* Requirement *
Please copy every line below in full, keeping its wording unchanged. Multiply each bounding-box coordinate in the answers by 1.15 and round to the nearest whole number, with halves rounding up.

* Data lines *
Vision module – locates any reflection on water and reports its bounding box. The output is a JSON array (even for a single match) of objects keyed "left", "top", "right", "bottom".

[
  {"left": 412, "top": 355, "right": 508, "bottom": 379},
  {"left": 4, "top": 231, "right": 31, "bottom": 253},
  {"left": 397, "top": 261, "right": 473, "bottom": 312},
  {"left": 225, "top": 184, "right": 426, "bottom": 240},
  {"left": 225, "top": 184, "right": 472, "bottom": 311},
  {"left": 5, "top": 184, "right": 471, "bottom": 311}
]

* Solution *
Vision module – locates any reflection on water and reports its bounding box. The output is a JSON array (even for a single match) of objects keyed "left", "top", "right", "bottom".

[
  {"left": 474, "top": 408, "right": 584, "bottom": 436},
  {"left": 5, "top": 266, "right": 36, "bottom": 291},
  {"left": 457, "top": 300, "right": 544, "bottom": 359},
  {"left": 259, "top": 212, "right": 490, "bottom": 276},
  {"left": 259, "top": 212, "right": 543, "bottom": 358},
  {"left": 6, "top": 212, "right": 542, "bottom": 358}
]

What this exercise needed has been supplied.